┌─ Passage to read

Buddha’s suggestion is: “Be conscious.” Bring more consciousness to your inner being and also to your outer actions. He does not want you to create new desires – holy desires instead of unholy desires. He does not want you to become a saint as against being a sinner. He does not want you to substitute your mundane desires with sacred desires, he wants you to do something totally different. This is his great contribution to humanity: he wants you to become conscious.
Out of consciousness a radical transformation happens: desires disappear and peace descends – the peace of desirelessness.
Like a monkey in the forest
you jump from tree to tree,
never finding the fruit –
from life to life,
never finding peace.
Observe what you have been doing: Like a monkey in the forest… Charles Darwin became aware of the phenomenon very late: that man is a descendant of monkeys. And he may not be right, because he thinks that physically man is a descendant of the monkeys. That does not seem to fit the reality: man seems to be essentially different from monkeys as far as the body is concerned.

└─

Answer these questions from the passage on Buddha's teaching of consciousness:
(a) What two-word suggestion does the passage attribute to Buddha?
(b) In the verse, what does the monkey jumping from tree to tree never find?
(c) According to the passage, what does Charles Darwin think man is physically a descendant of?
The items that follow the passage aren't needed for this work.

┌─ Information given

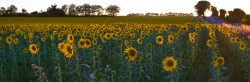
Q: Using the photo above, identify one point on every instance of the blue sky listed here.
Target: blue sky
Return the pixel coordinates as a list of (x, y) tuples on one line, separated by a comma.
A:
[(132, 6)]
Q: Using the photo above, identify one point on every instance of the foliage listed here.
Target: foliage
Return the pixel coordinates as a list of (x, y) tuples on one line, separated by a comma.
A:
[(222, 13), (214, 11), (201, 7), (236, 15), (113, 10)]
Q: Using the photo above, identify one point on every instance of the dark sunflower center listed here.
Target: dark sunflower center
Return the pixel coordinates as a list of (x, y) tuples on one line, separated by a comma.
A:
[(33, 48), (71, 37), (171, 39), (159, 39), (82, 42), (220, 61), (9, 39), (170, 63), (69, 49), (88, 42), (132, 52)]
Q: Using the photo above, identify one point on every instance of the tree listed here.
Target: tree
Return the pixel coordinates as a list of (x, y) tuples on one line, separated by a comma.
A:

└─

Written answer:
(a) "Be conscious."
(b) The fruit.
(c) Monkeys.